» Stated exercise 1: Return, unchanged, the stretch of the rows below from the line containing "Pick out each instance of the metal" through the last row.
***** Selected extract
I have a prepared text that I am going to read.

Let me begin by saying that what I will try to do is present the government’s position. The government does not support this amendment, as Senator Cormier knows — I was in committee for the clause-by-clause consideration. I will try to do so in as clear a way as I can as a member of a minority language community whose government is not particularly friendly to my community despite the privileges that we have enjoyed for centuries. We have had a far easier time than those of you in the French communities outside of Quebec.

I do understand the importance of this to you. I certainly understand the passion with which you and others in this chamber have embraced the amendment. I respect that. Our identities are important to us. They are precious to us. They are who we are. Our language is the vehicle through which we see the world, much less express ourselves in the world.

I hope you hear my remarks in the spirit in which I am offering them. I am not going to put on my constitutional lawyer hat, although it probably comes out that way when I give you the legal analysis that the government, at least, believes is correct. As well, I am not going to pretend that this amendment, if it passes, is going to kill the bill or — what was the expression — cause the cathedrals to fall or something. It was “sink the armada” — no, none of that.

I have argued against amendments before in this place with less and less success, it seems, as the appetite for amendments in this place seems to grow more than to my taste. However, the will of the Senate is what — we are all here to serve Canadians, and I signed up for this gig seven years ago believing, as I still do, in the independence of the Senate and our duty to do the best we can to improve legislation.

I also believe that it is never possible as humans to be rational as opposed to emotional. Our intelligence and our judgment as we now understand them through neuroscience and, indeed, through the wisdom of our traditions, frankly — we did not need neuroscience to teach us that — as human beings, we bring everything to the table.

You can read it, and what you will hear me say, I am saying to you through my own eyes and wearing the hat that I wear. You can take it. You can discount it. I do appreciate your attention to the preamble. Now I will get to my speech.

I will speak briefly to this amendment, but the government cannot support it. It is not because the objective is not worthy. It is because, in the government’s view, this amendment is actually not consistent with the fundamental intent and purpose of this bill. The purpose of the bill is set out in clause 5.

The purpose is to:

(a) set out the Government of Canada’s vision for a Canada-wide, community-based early learning and child care system and its commitment to ongoing collaboration with the provinces and Indigenous peoples to support them in their efforts to establish and maintain such a system . . . .

Responsibility for early childhood care is exclusively provincial or territorial or is in the hands of the Indigenous communities that have the constitutional right to self-government and have the responsibility. It is their responsibility to set up, manage and determine it.
**********
» Stated exercise 2: Retype the stretch of the Senate speech above from "I will speak" through "and determine it.".
***** Records provided
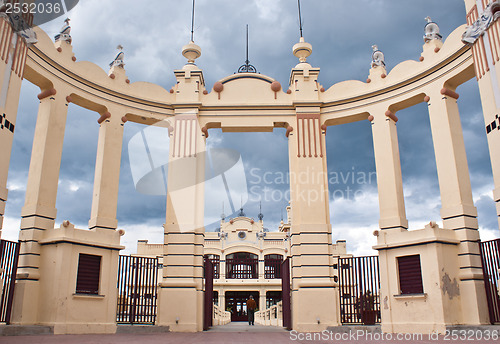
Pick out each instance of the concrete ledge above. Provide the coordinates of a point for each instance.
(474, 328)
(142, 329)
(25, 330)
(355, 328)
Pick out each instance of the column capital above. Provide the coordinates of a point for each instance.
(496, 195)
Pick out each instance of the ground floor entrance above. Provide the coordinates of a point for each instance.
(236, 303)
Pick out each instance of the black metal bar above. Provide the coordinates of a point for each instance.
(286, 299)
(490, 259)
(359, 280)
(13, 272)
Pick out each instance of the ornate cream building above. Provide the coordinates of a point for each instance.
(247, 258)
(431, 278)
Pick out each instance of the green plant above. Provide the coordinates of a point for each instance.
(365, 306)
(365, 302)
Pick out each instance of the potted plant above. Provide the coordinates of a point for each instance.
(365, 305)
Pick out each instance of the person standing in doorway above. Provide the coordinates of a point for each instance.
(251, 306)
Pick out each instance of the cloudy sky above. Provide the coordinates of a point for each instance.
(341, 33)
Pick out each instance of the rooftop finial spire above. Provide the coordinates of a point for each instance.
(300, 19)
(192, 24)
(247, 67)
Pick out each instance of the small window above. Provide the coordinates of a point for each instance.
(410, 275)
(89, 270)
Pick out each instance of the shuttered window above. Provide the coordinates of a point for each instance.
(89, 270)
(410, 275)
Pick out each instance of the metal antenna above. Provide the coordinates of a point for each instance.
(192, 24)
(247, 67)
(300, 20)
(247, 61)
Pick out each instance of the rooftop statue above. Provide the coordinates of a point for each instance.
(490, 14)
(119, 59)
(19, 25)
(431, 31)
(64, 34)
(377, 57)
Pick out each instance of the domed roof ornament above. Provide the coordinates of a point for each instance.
**********
» Correct result 1:
Pick out each instance of the metal antenna above. Provide the coordinates of a point for each instance.
(192, 24)
(247, 67)
(300, 20)
(247, 61)
Pick out each instance of the rooftop statue above. Provide the coordinates of a point for each instance.
(490, 14)
(119, 59)
(19, 25)
(431, 31)
(64, 34)
(377, 57)
Pick out each instance of the domed roof ornament above. Provide the coordinates of a point for each instance.

» Correct result 2:
I will speak briefly to this amendment, but the government cannot support it. It is not because the objective is not worthy. It is because, in the government’s view, this amendment is actually not consistent with the fundamental intent and purpose of this bill. The purpose of the bill is set out in clause 5.

The purpose is to:

(a) set out the Government of Canada’s vision for a Canada-wide, community-based early learning and child care system and its commitment to ongoing collaboration with the provinces and Indigenous peoples to support them in their efforts to establish and maintain such a system . . . .

Responsibility for early childhood care is exclusively provincial or territorial or is in the hands of the Indigenous communities that have the constitutional right to self-government and have the responsibility. It is their responsibility to set up, manage and determine it.